I so want to go see it again right NOW.

Raul

I agree - in my review, that’s precisely what I said - that to me, friendship is the ultimate love.

:) Great review!

Kate

I think it would have been so much better if Carrie and Big stayed separated.

entropy71

well i liked your post
i have to see as a huge fan of the series, Big DROVE ME AROUND THE BEND in this movie, he couldn’t have been more apathetic if he was George Bush himself
carrie got “carried” away with the wedding, but come on, to leave her at the “alter/bookshelf” that way — i don’t know if i could forgive that, or, in fact I would always be waiting for the manolo to drop, that guy is f*ucked up beyond belief
also, come on, Big…you live in some swanky NY apt, drive around in a limosine - he is pretention incarnate - but a fancy wedding he cannot handle? yikes
i know, i know - -a story, just as a writer, the consistencies fall short

here’s my spin on post wedding reality:

Big has his 8th mid life crisis in 4 years on their 2nd year anniversary, we discover he is actually diagnosed as a narcisist and he leaves one night to pursue his dream of owing a cigar factory, and is in debt millions to the market. Aiden divorces his designer wife because she turns out to be a withholding, raving bitch, and he can’t seem to love a woman of any other kind…he meets up with Carrie in the street and they decide to settle for each other as they should have done years go…they both die at 79 apathetic toward the world and each other with their only true pleasure being gardening.

[Referring expression data]
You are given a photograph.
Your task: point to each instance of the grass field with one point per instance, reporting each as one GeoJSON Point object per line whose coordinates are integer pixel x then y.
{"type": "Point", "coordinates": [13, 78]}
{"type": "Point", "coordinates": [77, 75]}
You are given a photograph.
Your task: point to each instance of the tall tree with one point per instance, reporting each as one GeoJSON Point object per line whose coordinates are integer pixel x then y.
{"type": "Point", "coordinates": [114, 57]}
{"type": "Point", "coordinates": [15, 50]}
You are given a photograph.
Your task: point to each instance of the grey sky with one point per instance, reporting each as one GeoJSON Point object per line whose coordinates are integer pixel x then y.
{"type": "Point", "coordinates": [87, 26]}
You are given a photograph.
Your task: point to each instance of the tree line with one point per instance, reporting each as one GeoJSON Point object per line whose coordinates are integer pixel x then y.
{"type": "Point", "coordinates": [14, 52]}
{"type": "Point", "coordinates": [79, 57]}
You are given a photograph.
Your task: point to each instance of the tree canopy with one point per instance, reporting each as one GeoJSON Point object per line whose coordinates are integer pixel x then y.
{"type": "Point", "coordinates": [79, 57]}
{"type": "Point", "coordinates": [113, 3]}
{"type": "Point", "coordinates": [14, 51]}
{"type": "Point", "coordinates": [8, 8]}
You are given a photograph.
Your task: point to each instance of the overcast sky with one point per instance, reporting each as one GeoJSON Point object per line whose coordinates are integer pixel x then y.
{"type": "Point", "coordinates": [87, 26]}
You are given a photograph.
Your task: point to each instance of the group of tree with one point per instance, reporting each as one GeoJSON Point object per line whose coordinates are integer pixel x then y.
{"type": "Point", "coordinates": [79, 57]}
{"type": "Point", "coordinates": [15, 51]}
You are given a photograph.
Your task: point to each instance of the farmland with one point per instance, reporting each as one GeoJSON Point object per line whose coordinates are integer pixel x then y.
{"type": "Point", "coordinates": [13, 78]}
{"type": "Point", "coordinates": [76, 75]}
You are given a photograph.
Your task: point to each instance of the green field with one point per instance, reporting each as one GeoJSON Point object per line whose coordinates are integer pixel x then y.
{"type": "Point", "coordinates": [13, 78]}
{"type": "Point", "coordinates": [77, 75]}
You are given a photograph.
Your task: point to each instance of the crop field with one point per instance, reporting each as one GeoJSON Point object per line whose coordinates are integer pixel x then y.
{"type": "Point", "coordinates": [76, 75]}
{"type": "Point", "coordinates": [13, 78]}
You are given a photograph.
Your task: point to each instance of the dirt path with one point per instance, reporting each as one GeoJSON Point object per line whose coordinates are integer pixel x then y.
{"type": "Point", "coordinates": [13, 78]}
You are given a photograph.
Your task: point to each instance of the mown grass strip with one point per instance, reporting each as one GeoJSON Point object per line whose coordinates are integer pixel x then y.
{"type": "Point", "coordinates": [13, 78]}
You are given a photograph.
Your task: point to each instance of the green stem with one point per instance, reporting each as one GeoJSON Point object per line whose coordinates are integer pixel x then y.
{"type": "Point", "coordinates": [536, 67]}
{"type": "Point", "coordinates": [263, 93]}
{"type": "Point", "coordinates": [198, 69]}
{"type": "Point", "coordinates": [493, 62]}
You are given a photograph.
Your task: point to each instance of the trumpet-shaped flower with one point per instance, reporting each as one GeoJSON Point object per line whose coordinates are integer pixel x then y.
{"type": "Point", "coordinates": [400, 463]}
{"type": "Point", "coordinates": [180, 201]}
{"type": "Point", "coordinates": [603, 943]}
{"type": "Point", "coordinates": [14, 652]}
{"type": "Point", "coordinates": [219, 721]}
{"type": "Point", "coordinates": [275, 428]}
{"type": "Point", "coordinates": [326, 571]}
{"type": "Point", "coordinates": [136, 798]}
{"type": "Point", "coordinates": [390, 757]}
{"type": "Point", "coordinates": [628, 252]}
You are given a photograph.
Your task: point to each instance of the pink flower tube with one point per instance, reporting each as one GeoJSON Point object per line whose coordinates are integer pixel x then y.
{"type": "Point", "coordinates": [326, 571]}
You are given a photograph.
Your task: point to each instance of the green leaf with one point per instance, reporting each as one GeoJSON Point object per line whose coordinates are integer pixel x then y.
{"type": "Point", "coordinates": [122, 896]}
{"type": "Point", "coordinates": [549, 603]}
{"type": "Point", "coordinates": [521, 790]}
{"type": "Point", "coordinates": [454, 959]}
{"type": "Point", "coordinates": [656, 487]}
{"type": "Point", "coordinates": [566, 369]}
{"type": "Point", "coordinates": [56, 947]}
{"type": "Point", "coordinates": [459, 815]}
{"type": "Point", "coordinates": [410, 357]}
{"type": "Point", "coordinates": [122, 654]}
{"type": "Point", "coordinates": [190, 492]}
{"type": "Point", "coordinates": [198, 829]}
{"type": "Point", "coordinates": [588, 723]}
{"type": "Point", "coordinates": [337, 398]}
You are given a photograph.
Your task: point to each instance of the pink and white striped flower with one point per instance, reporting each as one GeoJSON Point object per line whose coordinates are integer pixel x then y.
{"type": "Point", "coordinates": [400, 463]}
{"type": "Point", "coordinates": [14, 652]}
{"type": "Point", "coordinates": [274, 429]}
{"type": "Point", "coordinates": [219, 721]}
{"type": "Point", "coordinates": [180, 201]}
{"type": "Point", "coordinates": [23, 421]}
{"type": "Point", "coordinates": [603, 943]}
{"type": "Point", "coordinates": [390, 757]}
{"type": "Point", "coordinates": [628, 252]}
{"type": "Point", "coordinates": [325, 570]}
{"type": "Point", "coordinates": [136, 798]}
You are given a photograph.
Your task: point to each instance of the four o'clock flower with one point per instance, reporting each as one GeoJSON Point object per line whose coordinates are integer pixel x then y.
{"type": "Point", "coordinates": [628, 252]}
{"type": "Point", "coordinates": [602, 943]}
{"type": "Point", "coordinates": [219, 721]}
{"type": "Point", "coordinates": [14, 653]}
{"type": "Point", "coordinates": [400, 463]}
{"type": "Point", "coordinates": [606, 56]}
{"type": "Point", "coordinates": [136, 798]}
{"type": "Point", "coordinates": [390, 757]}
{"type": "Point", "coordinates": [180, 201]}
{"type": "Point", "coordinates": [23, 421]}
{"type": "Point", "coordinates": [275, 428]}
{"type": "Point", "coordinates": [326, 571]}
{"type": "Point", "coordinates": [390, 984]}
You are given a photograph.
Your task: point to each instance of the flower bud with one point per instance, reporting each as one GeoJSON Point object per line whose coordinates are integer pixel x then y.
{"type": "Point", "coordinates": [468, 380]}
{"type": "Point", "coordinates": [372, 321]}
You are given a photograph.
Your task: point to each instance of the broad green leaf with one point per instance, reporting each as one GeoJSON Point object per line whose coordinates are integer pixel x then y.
...
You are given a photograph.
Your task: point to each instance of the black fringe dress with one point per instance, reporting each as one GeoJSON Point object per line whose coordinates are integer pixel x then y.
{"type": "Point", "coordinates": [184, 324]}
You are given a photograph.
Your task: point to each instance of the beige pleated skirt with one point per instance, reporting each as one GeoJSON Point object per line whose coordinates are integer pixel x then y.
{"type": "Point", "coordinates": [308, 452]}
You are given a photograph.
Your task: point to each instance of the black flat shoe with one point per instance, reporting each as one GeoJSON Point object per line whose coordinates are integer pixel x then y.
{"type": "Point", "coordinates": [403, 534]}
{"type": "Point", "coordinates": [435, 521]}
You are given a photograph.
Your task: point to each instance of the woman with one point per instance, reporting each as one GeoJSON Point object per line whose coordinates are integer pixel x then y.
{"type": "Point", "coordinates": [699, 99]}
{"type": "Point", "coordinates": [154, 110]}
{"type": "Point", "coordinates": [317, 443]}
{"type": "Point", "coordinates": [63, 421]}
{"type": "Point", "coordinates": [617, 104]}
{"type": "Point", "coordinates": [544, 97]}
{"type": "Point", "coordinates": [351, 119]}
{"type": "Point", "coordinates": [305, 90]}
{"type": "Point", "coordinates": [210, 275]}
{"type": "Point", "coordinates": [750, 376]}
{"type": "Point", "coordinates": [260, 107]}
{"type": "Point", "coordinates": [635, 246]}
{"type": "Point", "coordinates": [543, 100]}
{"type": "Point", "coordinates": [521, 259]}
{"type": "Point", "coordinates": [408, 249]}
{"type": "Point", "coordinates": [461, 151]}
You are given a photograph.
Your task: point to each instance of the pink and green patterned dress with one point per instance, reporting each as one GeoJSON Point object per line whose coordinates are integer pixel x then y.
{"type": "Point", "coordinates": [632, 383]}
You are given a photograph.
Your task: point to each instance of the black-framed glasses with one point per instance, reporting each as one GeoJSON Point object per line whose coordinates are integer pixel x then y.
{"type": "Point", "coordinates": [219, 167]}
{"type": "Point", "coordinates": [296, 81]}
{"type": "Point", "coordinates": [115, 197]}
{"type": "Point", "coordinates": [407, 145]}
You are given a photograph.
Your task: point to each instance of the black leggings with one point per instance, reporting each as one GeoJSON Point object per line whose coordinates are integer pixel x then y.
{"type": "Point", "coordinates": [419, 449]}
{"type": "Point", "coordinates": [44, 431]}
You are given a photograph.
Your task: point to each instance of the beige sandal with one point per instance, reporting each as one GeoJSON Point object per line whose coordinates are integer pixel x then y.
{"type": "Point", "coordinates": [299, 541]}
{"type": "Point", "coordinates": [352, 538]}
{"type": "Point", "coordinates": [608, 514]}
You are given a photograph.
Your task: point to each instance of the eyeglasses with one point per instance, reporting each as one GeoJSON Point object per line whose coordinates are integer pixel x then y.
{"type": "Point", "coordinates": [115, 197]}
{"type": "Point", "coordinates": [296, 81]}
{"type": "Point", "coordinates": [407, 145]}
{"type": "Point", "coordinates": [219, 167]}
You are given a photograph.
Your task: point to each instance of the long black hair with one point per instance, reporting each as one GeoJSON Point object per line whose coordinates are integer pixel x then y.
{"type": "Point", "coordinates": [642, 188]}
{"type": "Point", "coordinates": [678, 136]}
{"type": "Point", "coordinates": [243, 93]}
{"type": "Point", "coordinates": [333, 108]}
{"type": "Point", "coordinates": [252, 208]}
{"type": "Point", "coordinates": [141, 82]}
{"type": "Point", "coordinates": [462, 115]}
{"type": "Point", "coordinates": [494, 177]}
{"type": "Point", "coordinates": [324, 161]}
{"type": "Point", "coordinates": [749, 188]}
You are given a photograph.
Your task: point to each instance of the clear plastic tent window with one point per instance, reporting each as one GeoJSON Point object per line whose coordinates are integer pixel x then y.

◆ **Task requirements**:
From the movie discussion, write out the portion between "Big has his" and "pleasure being gardening.", inclusive, changing "cigar factory" to "jazz club".

◆ **Response**:
Big has his 8th mid life crisis in 4 years on their 2nd year anniversary, we discover he is actually diagnosed as a narcisist and he leaves one night to pursue his dream of owing a jazz club, and is in debt millions to the market. Aiden divorces his designer wife because she turns out to be a withholding, raving bitch, and he can’t seem to love a woman of any other kind…he meets up with Carrie in the street and they decide to settle for each other as they should have done years go…they both die at 79 apathetic toward the world and each other with their only true pleasure being gardening.